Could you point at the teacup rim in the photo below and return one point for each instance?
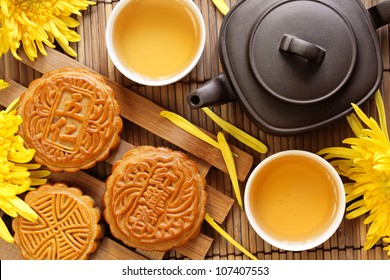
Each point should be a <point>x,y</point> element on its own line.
<point>301,246</point>
<point>153,82</point>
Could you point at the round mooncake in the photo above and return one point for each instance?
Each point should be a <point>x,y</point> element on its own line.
<point>71,119</point>
<point>155,199</point>
<point>67,228</point>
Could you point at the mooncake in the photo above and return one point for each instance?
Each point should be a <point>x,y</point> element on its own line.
- - - - - - -
WORK TO BE COMPLETED –
Give only the number of lines in the preceding material that contain the string "instance".

EXPECTED OUTPUT –
3